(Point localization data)
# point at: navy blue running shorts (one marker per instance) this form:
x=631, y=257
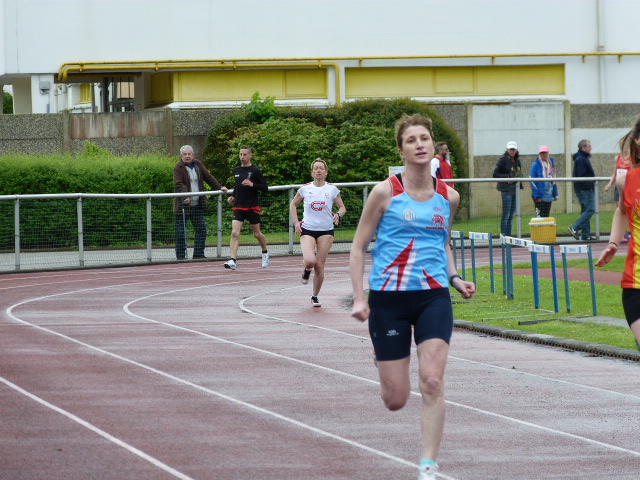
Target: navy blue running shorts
x=631, y=304
x=393, y=314
x=242, y=215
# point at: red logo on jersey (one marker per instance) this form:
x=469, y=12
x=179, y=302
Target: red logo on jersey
x=438, y=220
x=318, y=206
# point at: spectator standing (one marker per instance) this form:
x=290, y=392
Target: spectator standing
x=623, y=165
x=508, y=166
x=627, y=216
x=189, y=175
x=317, y=225
x=441, y=164
x=249, y=182
x=543, y=193
x=585, y=191
x=412, y=267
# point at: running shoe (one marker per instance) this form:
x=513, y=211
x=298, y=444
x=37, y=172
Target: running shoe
x=305, y=276
x=429, y=473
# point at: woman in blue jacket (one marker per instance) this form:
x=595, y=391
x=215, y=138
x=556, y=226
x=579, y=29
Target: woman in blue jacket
x=543, y=193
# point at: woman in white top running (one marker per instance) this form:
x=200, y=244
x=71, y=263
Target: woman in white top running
x=316, y=227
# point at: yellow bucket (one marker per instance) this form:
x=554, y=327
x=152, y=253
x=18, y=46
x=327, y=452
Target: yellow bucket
x=543, y=230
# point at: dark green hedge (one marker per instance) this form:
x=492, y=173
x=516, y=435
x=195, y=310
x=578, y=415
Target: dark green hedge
x=50, y=224
x=357, y=140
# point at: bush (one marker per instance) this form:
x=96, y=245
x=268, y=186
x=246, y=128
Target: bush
x=54, y=222
x=357, y=139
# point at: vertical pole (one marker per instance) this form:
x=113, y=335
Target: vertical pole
x=473, y=260
x=593, y=283
x=518, y=210
x=80, y=233
x=491, y=271
x=504, y=266
x=566, y=281
x=536, y=286
x=554, y=277
x=464, y=271
x=16, y=228
x=219, y=229
x=149, y=232
x=291, y=229
x=510, y=287
x=454, y=245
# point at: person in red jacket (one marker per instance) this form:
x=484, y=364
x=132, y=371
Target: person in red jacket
x=627, y=217
x=189, y=175
x=441, y=165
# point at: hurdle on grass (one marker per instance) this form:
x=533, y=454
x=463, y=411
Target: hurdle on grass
x=455, y=236
x=564, y=249
x=507, y=244
x=473, y=236
x=535, y=249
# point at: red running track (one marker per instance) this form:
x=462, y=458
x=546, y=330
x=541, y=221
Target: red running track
x=192, y=371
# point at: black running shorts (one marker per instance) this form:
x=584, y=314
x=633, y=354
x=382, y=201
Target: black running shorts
x=631, y=304
x=393, y=314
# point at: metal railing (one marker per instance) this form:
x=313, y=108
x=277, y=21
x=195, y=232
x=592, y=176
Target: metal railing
x=39, y=232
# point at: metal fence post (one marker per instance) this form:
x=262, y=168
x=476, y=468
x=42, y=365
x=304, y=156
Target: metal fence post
x=219, y=228
x=80, y=233
x=291, y=229
x=149, y=232
x=16, y=227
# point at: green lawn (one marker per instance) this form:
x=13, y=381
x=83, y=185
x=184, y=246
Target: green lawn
x=496, y=309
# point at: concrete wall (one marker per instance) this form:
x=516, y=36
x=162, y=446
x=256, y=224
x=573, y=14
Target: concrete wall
x=484, y=129
x=120, y=133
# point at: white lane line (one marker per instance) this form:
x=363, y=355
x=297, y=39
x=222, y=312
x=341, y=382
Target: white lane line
x=349, y=375
x=613, y=447
x=451, y=357
x=135, y=451
x=228, y=398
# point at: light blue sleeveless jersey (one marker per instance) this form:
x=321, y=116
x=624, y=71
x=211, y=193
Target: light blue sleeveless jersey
x=409, y=253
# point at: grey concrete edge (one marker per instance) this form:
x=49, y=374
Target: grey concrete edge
x=576, y=345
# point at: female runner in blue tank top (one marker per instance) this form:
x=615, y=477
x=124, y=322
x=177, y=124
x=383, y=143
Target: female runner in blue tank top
x=412, y=267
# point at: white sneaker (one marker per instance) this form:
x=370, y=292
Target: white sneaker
x=429, y=473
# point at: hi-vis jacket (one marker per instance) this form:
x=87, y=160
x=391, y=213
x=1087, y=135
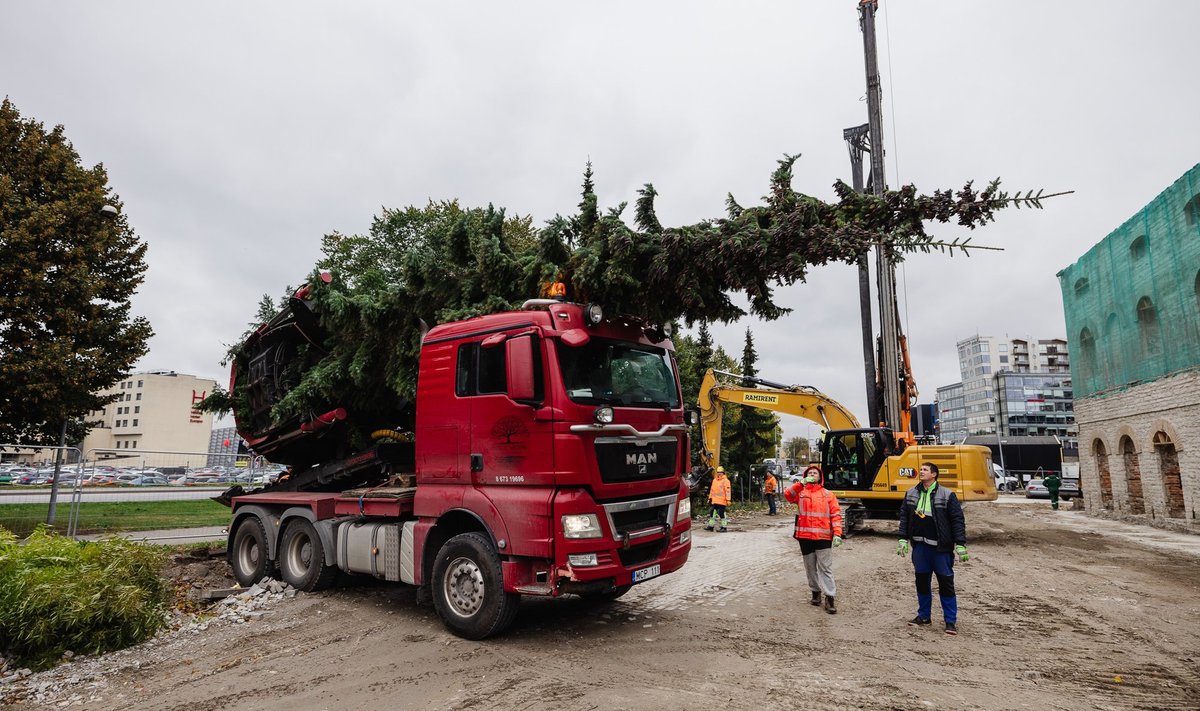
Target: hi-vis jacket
x=820, y=518
x=720, y=491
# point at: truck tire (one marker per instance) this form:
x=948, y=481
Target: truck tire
x=249, y=553
x=303, y=559
x=468, y=587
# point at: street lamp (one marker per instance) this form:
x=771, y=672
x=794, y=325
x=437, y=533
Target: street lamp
x=106, y=211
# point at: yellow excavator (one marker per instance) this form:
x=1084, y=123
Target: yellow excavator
x=868, y=468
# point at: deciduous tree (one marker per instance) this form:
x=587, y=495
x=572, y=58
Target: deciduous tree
x=66, y=275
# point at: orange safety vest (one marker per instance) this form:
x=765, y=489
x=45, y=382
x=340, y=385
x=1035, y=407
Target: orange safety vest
x=720, y=491
x=820, y=518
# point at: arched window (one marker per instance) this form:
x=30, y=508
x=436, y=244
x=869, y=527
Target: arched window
x=1133, y=476
x=1169, y=472
x=1102, y=470
x=1138, y=248
x=1147, y=327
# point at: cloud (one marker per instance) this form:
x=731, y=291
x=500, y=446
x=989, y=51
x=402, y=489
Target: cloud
x=237, y=135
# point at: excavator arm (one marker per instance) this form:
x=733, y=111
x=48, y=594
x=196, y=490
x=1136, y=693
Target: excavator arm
x=799, y=400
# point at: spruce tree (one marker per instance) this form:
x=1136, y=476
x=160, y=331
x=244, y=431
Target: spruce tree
x=67, y=270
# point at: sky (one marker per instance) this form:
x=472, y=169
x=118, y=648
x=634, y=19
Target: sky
x=237, y=135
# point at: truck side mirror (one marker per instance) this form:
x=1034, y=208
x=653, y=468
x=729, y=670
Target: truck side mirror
x=520, y=370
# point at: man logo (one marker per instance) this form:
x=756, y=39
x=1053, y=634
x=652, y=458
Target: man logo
x=641, y=460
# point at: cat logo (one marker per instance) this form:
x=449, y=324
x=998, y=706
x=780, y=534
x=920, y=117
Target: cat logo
x=641, y=460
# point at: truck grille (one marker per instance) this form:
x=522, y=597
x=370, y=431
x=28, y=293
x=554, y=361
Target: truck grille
x=631, y=459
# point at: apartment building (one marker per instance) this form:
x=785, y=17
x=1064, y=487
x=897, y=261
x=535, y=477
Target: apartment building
x=153, y=412
x=1015, y=386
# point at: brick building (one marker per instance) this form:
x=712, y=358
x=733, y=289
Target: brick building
x=1133, y=310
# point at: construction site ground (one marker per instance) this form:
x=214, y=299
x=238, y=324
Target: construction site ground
x=1057, y=610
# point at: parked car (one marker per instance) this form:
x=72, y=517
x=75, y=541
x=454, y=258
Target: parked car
x=144, y=481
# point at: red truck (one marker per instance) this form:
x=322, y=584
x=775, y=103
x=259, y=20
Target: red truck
x=546, y=456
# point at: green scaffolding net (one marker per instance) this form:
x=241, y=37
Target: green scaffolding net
x=1133, y=300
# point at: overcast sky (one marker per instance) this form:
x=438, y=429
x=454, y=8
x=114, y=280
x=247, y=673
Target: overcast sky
x=238, y=133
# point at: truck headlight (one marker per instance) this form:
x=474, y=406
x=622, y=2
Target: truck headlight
x=684, y=512
x=581, y=526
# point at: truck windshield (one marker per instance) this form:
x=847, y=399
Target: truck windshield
x=616, y=372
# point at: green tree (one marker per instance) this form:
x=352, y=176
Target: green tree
x=749, y=432
x=445, y=262
x=69, y=264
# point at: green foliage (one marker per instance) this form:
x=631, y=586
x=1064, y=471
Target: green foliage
x=447, y=262
x=59, y=595
x=66, y=276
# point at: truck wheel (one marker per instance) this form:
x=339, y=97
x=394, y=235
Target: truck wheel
x=249, y=553
x=303, y=559
x=468, y=587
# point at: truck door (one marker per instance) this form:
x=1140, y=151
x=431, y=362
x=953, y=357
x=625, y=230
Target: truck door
x=510, y=442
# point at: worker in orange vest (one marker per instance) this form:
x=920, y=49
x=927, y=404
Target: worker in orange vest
x=819, y=531
x=719, y=495
x=769, y=488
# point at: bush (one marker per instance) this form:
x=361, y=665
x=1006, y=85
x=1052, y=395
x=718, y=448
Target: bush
x=59, y=595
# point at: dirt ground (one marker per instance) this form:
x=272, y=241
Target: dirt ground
x=1057, y=610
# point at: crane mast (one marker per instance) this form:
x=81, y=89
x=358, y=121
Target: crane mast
x=895, y=387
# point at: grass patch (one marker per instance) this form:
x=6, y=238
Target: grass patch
x=117, y=517
x=59, y=595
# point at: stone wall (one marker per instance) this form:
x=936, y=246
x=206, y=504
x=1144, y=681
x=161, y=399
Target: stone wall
x=1151, y=431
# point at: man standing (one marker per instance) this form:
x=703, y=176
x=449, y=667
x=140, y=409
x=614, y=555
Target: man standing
x=769, y=487
x=719, y=495
x=819, y=531
x=1053, y=484
x=931, y=518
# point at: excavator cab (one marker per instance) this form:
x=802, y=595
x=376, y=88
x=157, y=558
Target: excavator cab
x=851, y=459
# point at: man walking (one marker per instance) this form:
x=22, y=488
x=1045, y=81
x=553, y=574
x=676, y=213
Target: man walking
x=819, y=531
x=931, y=519
x=768, y=488
x=719, y=495
x=1053, y=484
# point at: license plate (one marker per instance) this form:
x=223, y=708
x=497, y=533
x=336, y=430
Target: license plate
x=647, y=573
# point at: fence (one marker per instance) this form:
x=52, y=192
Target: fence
x=121, y=491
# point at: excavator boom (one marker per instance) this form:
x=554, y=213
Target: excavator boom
x=799, y=400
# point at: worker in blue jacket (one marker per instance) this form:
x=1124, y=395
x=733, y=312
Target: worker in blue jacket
x=933, y=526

● **Your assignment**:
Look above for the line with "# point at: stone" and the line with "x=1124, y=395". Retype those two lines and every line between them exactly, adding nothing.

● **Answer to the exercise**:
# point at: stone wall (one marker per instance) this form:
x=936, y=246
x=206, y=504
x=1144, y=681
x=161, y=399
Target: stone wall
x=1151, y=431
# point at: man standing (one marker per instance) this form:
x=703, y=176
x=449, y=667
x=140, y=409
x=614, y=555
Target: man standing
x=769, y=487
x=719, y=495
x=819, y=531
x=1053, y=484
x=931, y=518
# point at: excavator cab (one marker per instance) this form:
x=802, y=595
x=376, y=88
x=157, y=558
Target: excavator cab
x=851, y=459
# point at: man walking (one marker per instance) this form:
x=22, y=488
x=1045, y=81
x=553, y=574
x=676, y=213
Target: man walking
x=819, y=531
x=931, y=519
x=768, y=488
x=719, y=495
x=1053, y=484
# point at: license plate (one marker per instance) this form:
x=223, y=708
x=497, y=533
x=336, y=430
Target: license plate
x=647, y=573
# point at: fence (one marker per instance) this form:
x=52, y=192
Target: fence
x=121, y=491
# point at: excavator boom (one marker per instance) this form:
x=554, y=213
Target: excavator boom
x=799, y=400
# point at: worker in blue jacket (one marker per instance) this form:
x=1124, y=395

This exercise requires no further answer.